◆ TASK TO COMPLETE ◆
Copy out the part of the rows that opens with the line containing "breaking wave in foreground: detect in" and closes with the line containing "[225,151,264,163]", including both of those lines. Omit the pictures.

◆ SOURCE MATERIAL ◆

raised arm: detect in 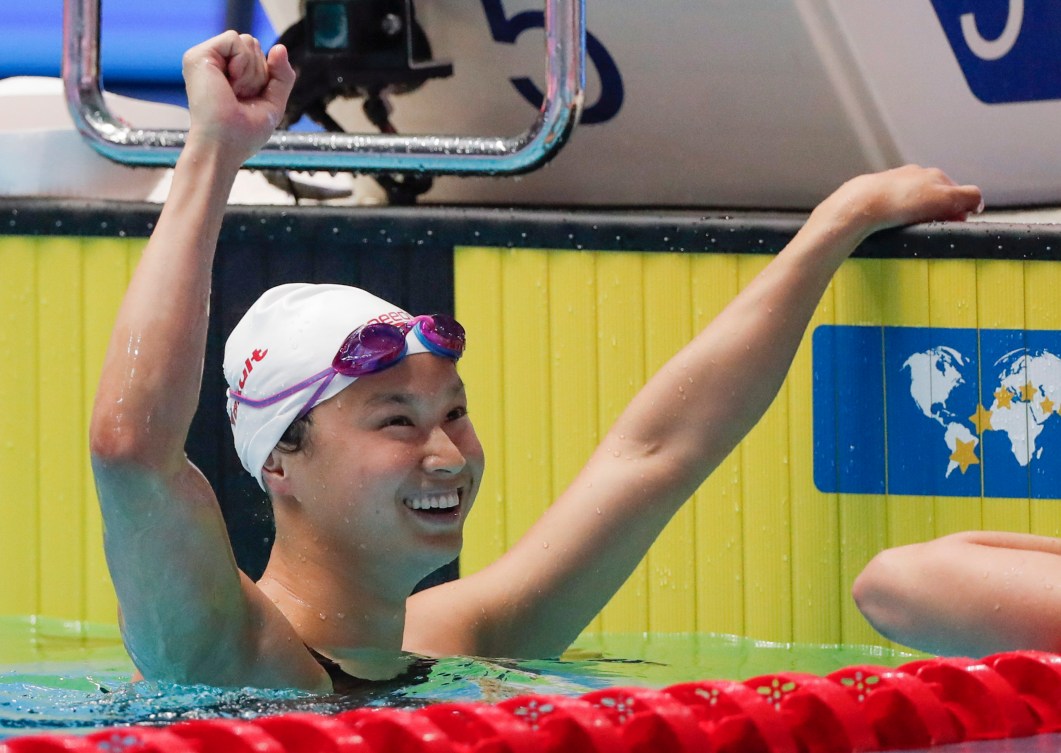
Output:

---

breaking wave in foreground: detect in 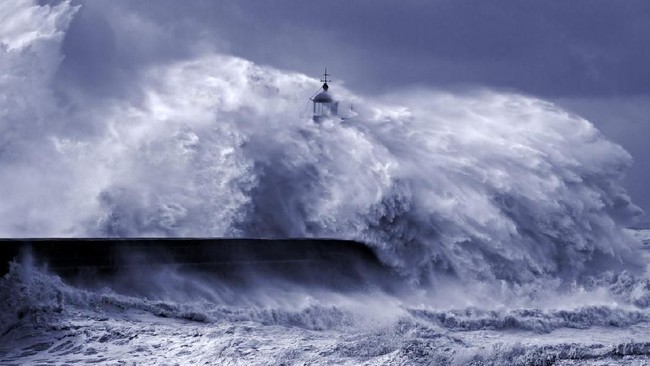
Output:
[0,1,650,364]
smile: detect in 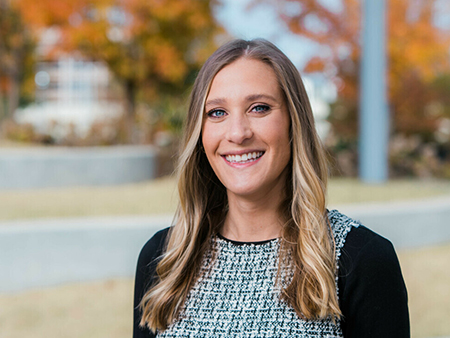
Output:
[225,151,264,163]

◆ THE RESPONSE ◆
breaking wave in foreground: detect in 
Output:
[0,1,650,364]
smile: detect in 
Output:
[225,151,264,163]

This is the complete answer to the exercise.